**EXERCISE AIM**: Quote the stretch from "Echelman, whose studio" through "about the project." in the article below about the St. Pete Pier opening date, word for word.

----- GIVEN TEXT

ST. PETERSBURG — The recently announced May opening date for the St. Pete Pier may be in some doubt because of the coronavirus pandemic.
More than a week ago, City public works administrator Claude Tankersley left open the possibility of a delay in the Pier’s grand opening — currently scheduled for May 30 — in an email to Deputy Mayor Kanika Tomalin and top administrators.
“We suspect many of our construction projects may be delayed if our contractors experience staff or supply chain shortages,” Tankersley said in a March 16 email obtained by the Tampa Bay Times. “We respectfully recommend Administration to prepare for a delayed Pier opening.”
Friday, though, Tomalin said the spring date announced by Mayor Rick Kriseman earlier this month stands.
“It’s a fluid situation. We assess all the variables that go into determining such a decision,” she said. “Right now, they range from availability of supplies to the impact of absenteeism, and quite honestly, they change every day. As of now, there are no indications that the Pier schedule will be delayed. Construction was included as an essential service in the most recent (stay-at-home) order and we are proceeding accordingly.”
Meanwhile, uncertainty remains about whether the Pier’s signature public art project, by world-renowned artist Janet Echelman, will be ready for a May 30 opening. The massive net sculpture, initially erected in the Pier District in early January, had to be dismantled and sent back to fabricator Diamond Nets, in Everson, Wash., for adjustments.
In a March 12 email to city architect Raul Quintana, Echelman said she had received a new update on the completion of adjustments to the sculpture, “which now includes the specific detailing methods that you emailed were being stipulated by W Architecture” — lead architect for the area of the Pier District over which the aerial sculpture will rise.
Echelman, whose studio is in Massachusetts, said Diamond Nets estimates that the work will be finished by the third week of May and take a week to arrive back in St. Petersburg. There was one caveat: In her email to the city, Echelman included a note from the fabricator that said the pandemic “could change things.”
“Washington was impacted significantly with the virus,” Tomalin said, noting that the city is in constant contact with Echelman about the project.
“Again, it’s a fluid situation and we are monitoring it. We are putting safety first with everyone involved in all aspects in the Pier construction and will gladly yield to any timing implications that result.”
Times staff writer Josh Solomon contributed to this report.

----------
----- DATA SUPPLIED

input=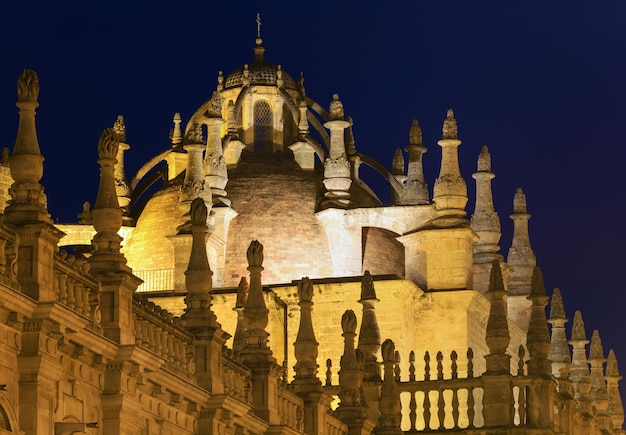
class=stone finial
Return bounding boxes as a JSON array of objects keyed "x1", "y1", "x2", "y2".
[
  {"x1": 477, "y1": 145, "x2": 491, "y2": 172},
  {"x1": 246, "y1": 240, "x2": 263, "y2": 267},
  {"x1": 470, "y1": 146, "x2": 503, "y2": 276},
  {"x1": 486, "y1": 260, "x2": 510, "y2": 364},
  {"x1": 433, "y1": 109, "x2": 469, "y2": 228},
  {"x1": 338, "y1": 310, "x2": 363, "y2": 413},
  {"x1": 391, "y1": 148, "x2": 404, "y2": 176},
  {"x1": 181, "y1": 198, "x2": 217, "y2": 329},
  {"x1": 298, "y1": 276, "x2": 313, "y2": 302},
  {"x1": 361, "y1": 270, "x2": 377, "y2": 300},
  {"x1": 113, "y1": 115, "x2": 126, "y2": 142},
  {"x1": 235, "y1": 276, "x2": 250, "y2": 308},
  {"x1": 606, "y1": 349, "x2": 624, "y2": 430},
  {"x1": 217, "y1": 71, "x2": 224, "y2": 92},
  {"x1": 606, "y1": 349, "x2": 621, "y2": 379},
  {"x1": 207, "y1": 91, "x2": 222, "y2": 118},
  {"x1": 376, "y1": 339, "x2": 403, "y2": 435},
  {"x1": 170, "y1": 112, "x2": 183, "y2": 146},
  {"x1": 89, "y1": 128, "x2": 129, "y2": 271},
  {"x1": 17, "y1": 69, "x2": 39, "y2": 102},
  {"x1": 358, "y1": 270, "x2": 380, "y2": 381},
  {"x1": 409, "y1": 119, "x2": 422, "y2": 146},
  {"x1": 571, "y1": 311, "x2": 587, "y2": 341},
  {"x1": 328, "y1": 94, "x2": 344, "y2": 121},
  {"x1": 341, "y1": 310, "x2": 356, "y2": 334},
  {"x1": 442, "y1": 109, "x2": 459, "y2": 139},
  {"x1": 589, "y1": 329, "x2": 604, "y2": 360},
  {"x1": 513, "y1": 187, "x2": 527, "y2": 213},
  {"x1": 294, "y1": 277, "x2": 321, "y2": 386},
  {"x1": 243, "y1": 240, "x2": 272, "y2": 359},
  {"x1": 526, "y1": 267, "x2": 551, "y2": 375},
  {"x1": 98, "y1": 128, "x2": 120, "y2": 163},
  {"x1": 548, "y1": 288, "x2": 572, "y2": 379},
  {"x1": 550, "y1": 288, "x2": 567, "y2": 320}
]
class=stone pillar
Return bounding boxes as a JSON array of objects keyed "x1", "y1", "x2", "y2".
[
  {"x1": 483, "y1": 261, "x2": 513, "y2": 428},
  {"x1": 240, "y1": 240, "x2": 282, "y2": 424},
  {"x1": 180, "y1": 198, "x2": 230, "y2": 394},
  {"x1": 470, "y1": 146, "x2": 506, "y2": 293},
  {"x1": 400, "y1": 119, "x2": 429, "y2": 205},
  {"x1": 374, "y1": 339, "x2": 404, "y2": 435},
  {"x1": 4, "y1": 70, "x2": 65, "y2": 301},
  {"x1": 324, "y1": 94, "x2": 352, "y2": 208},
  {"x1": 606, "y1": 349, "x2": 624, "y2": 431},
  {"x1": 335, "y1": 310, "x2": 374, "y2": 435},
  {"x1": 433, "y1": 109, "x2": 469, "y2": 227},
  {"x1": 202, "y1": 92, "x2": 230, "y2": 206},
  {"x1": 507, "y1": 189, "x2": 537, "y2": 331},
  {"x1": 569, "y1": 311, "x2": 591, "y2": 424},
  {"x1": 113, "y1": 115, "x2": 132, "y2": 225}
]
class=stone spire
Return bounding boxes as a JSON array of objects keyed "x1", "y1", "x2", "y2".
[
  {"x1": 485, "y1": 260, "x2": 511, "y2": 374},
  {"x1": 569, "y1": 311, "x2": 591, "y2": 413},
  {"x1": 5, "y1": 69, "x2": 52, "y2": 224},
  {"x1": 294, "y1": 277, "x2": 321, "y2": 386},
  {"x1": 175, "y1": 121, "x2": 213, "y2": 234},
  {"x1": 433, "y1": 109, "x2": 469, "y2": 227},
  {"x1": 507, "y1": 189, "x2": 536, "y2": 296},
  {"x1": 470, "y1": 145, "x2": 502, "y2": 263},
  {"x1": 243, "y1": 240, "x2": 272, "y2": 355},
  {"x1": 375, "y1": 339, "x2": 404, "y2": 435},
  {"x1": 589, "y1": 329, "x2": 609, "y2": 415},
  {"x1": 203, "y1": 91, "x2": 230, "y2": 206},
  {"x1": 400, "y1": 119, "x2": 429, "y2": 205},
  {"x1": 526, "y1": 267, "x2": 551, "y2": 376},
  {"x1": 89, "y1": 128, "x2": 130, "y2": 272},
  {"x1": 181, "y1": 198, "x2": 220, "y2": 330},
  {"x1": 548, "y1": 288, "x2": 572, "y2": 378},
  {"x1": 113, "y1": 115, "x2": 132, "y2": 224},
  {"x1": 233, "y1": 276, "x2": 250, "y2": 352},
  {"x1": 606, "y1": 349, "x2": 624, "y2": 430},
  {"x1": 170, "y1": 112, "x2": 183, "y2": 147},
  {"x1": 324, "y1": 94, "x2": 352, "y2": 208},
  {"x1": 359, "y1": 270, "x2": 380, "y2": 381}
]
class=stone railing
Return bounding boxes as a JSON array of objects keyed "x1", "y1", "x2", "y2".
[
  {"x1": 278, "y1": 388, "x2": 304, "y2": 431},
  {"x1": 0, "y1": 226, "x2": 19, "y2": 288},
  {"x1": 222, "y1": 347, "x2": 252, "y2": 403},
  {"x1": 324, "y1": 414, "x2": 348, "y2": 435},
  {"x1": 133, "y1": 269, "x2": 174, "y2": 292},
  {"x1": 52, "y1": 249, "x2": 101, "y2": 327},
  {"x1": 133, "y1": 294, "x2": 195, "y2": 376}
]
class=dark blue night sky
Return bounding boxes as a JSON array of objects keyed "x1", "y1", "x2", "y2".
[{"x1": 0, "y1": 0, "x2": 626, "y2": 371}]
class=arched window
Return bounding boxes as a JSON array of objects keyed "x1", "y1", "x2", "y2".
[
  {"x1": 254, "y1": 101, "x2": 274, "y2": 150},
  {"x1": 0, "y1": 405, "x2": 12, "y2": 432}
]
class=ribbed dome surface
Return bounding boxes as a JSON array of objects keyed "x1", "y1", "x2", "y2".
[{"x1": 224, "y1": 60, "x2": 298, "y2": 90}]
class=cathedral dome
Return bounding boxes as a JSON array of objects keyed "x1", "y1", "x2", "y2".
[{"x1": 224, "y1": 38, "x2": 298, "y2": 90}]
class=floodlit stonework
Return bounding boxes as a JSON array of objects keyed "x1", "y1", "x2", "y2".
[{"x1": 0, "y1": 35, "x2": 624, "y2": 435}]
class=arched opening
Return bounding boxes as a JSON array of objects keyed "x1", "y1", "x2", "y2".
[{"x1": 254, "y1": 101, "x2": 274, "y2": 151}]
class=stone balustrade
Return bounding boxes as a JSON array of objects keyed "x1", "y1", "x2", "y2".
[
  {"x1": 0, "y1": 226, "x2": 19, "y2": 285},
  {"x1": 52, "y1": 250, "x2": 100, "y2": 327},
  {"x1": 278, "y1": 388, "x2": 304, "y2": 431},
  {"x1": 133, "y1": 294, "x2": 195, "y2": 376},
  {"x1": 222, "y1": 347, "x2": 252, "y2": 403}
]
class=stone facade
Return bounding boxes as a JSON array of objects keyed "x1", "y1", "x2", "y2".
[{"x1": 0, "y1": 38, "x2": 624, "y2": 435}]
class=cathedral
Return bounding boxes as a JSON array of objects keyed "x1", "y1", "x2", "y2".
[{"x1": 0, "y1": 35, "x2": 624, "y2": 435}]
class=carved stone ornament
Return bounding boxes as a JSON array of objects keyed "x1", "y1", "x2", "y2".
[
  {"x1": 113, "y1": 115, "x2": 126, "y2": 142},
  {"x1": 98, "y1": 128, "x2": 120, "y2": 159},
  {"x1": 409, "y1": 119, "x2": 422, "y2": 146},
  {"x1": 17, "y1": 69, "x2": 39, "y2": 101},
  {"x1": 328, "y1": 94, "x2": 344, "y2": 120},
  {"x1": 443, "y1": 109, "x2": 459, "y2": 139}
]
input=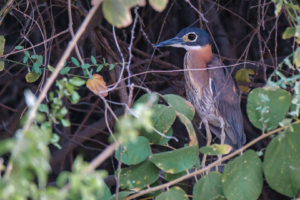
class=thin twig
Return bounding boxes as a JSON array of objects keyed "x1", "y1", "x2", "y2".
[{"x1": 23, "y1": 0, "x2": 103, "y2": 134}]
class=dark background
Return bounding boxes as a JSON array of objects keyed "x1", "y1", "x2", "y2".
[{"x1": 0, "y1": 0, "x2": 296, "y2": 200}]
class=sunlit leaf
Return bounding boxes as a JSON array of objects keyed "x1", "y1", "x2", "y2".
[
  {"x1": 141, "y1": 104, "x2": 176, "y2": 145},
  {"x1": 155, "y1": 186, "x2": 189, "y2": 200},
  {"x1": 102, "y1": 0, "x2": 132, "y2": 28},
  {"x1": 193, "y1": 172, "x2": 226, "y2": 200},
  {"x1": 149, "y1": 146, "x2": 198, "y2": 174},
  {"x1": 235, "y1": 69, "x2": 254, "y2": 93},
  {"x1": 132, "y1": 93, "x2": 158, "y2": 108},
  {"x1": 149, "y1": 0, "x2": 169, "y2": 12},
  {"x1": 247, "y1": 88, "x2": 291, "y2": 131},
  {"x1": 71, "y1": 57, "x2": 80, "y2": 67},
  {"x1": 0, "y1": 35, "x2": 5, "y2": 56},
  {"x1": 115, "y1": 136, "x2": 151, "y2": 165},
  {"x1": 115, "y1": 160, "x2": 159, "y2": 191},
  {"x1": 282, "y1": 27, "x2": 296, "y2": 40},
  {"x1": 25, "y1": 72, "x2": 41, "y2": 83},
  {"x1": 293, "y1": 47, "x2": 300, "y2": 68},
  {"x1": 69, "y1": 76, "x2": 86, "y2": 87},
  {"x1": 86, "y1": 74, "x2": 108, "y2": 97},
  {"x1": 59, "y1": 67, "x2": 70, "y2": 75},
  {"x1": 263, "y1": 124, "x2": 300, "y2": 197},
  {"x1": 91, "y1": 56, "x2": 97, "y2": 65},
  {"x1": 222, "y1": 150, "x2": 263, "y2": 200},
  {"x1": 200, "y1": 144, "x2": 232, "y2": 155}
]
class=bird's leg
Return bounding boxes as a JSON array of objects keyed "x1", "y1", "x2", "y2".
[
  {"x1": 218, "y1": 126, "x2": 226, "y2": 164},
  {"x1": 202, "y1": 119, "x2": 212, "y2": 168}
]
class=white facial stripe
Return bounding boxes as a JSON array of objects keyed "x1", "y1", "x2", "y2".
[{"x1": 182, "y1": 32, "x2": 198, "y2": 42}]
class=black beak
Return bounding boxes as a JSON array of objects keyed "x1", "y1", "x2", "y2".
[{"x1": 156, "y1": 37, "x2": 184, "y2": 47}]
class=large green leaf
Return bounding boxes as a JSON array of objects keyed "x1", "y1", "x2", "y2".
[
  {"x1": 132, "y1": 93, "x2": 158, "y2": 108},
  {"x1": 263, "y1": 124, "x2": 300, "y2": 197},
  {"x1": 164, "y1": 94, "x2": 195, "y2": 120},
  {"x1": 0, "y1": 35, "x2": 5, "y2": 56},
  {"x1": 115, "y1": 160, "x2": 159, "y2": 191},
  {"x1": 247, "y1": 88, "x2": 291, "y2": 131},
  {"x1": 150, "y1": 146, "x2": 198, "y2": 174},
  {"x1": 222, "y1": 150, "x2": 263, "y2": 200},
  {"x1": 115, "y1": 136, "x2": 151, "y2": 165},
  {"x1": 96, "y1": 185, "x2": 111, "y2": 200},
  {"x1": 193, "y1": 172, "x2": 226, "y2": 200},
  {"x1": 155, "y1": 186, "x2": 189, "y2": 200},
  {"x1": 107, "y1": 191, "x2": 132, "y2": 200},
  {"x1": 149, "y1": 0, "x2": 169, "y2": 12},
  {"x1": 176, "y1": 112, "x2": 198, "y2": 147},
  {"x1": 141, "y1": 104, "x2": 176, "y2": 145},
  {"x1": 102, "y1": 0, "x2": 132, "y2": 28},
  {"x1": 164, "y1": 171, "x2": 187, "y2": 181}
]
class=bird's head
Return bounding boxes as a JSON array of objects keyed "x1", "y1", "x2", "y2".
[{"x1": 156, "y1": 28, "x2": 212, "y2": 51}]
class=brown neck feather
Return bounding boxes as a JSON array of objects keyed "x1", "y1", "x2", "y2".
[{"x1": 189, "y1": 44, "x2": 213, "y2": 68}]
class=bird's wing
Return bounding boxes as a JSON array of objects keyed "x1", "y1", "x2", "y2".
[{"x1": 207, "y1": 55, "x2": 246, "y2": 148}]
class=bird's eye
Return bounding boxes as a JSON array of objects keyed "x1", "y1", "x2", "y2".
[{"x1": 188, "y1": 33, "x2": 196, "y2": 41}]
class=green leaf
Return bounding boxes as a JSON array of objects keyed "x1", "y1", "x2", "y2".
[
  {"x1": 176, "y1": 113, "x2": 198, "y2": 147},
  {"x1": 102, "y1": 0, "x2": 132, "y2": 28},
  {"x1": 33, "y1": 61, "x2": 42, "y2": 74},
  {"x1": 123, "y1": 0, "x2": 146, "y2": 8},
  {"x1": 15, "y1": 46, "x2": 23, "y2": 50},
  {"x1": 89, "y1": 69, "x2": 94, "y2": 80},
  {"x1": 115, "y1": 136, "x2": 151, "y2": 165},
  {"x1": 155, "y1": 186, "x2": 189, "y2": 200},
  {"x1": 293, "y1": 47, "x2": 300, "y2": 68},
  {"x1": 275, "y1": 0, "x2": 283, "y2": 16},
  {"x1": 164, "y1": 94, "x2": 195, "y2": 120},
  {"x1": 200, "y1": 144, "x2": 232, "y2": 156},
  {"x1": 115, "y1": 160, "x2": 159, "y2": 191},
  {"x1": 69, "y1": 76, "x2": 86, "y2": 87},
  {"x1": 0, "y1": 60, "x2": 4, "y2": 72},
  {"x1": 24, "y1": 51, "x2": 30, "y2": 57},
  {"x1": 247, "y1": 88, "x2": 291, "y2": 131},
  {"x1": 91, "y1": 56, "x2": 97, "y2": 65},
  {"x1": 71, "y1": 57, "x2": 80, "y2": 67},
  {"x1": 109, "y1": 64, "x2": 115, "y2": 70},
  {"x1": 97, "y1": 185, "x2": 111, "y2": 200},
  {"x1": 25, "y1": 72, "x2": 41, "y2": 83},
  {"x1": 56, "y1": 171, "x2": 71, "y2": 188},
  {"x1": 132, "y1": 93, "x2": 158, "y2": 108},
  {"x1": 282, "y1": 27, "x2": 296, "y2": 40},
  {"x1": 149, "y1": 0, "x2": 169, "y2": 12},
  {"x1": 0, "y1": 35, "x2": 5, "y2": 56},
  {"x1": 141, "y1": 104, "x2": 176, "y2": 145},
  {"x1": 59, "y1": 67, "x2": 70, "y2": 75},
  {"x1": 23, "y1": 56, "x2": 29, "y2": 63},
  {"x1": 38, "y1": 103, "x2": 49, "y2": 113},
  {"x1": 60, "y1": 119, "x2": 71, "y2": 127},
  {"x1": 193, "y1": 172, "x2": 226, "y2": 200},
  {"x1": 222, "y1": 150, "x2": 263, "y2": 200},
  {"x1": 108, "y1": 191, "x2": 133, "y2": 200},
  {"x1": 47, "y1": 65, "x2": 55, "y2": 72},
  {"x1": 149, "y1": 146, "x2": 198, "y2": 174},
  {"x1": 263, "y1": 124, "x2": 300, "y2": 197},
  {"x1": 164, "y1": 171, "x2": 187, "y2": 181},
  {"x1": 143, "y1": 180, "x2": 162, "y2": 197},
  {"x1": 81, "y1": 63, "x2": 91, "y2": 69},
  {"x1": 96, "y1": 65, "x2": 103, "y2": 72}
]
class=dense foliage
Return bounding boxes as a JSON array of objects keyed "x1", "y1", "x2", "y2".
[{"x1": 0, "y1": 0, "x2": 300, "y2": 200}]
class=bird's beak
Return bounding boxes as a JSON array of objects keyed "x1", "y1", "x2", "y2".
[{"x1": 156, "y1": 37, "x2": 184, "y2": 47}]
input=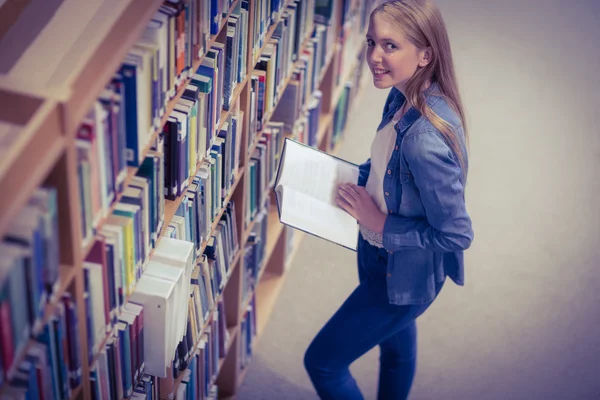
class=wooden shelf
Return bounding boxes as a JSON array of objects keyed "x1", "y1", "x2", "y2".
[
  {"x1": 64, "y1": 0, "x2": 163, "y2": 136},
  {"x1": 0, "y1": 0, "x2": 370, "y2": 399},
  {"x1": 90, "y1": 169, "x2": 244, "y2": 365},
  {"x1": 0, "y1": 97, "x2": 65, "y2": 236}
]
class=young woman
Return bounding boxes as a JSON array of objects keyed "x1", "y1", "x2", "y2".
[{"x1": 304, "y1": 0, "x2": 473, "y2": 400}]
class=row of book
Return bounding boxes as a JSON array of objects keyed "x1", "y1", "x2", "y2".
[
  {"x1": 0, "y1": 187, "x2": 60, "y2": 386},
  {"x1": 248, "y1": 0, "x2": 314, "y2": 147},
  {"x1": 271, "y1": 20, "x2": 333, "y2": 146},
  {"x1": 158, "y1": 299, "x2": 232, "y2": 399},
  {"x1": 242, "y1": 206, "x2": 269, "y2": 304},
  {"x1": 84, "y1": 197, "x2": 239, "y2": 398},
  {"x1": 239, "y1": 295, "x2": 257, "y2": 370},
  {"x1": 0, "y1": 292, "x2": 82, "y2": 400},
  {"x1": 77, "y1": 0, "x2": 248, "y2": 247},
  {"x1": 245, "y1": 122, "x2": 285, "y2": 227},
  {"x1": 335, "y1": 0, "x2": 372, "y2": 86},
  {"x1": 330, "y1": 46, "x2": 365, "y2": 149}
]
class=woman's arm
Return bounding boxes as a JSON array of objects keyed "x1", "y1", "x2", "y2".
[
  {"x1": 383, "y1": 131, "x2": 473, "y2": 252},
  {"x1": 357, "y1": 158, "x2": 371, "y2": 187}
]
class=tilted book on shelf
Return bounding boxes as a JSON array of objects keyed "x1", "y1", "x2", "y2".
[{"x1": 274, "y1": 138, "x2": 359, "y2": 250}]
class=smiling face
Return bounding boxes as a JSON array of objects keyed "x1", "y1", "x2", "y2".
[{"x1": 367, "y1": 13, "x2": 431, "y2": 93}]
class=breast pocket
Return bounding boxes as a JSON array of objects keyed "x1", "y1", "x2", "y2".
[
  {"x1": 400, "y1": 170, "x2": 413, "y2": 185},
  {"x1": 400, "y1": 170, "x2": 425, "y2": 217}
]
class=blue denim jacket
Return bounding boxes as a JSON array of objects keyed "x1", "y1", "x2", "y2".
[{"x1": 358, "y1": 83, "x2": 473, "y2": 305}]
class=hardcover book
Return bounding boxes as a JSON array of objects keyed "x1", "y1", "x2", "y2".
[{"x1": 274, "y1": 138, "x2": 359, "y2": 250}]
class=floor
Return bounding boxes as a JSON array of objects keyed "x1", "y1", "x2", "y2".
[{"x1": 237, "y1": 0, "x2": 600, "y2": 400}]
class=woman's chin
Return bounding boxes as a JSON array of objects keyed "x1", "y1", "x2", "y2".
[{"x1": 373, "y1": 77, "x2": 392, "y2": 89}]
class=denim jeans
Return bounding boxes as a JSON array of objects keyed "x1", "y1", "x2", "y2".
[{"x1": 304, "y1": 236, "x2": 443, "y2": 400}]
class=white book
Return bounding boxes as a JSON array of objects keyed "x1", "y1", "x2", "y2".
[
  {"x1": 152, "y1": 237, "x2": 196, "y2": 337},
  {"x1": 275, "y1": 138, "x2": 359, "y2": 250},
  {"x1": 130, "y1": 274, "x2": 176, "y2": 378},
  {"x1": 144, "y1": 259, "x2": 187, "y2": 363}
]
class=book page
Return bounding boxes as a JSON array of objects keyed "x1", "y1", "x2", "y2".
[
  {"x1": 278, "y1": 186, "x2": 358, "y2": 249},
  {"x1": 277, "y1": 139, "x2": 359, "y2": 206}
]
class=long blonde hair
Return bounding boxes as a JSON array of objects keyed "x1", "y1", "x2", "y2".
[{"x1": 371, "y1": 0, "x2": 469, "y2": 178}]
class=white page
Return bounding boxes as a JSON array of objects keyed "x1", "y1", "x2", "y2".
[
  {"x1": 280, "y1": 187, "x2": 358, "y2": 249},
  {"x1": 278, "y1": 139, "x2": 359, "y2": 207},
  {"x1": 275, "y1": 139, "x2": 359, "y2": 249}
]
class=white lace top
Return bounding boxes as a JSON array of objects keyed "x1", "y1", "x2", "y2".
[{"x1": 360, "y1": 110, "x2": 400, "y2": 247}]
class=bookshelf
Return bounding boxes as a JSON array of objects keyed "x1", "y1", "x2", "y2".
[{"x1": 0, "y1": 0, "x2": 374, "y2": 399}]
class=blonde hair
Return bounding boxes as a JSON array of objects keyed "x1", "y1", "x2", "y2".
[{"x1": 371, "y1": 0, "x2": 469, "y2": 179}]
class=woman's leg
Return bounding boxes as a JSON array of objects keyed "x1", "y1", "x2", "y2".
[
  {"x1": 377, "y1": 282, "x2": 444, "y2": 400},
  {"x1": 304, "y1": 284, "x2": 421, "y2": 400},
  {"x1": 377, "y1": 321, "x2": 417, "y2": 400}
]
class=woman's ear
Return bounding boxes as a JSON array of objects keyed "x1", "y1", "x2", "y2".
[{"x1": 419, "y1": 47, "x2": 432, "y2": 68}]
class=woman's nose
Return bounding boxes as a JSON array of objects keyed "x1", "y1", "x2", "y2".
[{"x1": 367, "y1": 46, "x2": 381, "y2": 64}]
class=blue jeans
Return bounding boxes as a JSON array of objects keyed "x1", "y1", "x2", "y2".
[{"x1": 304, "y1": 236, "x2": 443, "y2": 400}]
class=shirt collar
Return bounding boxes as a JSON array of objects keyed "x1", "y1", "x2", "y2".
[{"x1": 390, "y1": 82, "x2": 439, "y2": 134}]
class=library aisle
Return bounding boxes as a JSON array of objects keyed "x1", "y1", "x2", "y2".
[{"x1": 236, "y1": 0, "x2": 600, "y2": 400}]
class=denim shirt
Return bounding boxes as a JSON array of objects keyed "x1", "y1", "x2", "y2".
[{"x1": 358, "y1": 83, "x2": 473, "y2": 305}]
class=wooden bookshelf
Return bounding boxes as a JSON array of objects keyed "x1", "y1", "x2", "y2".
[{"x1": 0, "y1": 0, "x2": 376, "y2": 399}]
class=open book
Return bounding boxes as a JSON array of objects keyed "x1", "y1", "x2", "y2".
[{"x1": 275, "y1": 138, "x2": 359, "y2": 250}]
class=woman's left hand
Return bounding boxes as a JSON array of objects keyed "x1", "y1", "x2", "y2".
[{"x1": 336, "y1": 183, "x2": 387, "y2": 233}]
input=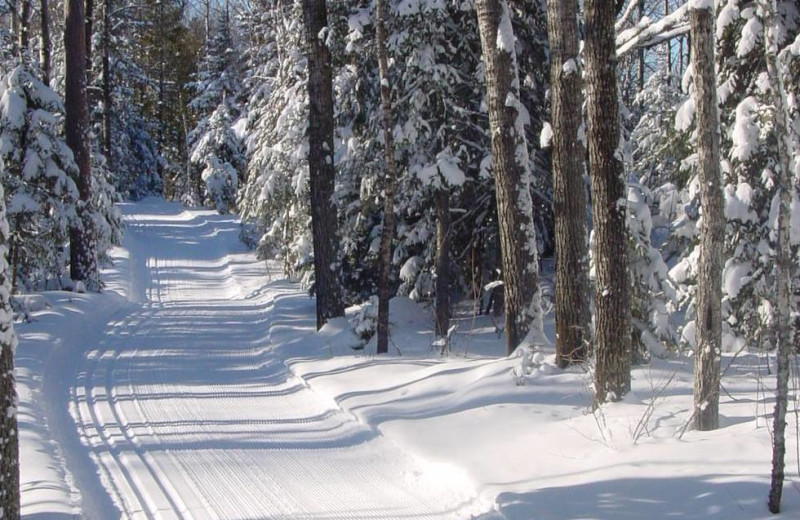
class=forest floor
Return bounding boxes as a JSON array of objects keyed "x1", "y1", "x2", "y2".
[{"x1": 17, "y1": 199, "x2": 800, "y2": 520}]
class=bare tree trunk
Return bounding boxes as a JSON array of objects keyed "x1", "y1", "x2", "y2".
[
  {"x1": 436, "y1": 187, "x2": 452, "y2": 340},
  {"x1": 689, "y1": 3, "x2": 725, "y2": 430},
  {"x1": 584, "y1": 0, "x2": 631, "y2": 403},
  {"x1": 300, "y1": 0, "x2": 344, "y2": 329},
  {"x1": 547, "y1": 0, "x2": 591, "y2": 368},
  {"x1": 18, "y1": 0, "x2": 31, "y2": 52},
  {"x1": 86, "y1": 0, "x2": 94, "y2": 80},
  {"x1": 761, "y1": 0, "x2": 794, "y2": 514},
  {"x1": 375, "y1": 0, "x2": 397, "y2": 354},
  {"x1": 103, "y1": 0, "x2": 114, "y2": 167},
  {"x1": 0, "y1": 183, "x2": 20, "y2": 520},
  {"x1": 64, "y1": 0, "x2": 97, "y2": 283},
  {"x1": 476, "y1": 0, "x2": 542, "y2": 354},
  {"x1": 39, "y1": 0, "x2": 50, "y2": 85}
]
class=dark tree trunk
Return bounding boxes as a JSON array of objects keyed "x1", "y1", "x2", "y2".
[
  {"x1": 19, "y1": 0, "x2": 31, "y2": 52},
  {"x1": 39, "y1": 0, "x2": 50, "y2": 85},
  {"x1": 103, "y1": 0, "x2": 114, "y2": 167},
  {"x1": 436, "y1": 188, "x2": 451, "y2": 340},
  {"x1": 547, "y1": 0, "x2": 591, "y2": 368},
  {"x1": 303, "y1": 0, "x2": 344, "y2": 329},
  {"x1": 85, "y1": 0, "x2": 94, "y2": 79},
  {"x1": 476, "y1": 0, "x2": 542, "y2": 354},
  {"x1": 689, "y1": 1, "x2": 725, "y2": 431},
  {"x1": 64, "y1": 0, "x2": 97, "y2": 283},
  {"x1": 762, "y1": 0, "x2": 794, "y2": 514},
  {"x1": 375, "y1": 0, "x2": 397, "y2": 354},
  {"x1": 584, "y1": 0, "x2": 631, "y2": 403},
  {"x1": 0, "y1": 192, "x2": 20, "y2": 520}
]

----------

**ANSWER AREA**:
Echelman, whose studio is in Massachusetts, said Diamond Nets estimates that the work will be finished by the third week of May and take a week to arrive back in St. Petersburg. There was one caveat: In her email to the city, Echelman included a note from the fabricator that said the pandemic “could change things.”
“Washington was impacted significantly with the virus,” Tomalin said, noting that the city is in constant contact with Echelman about the project.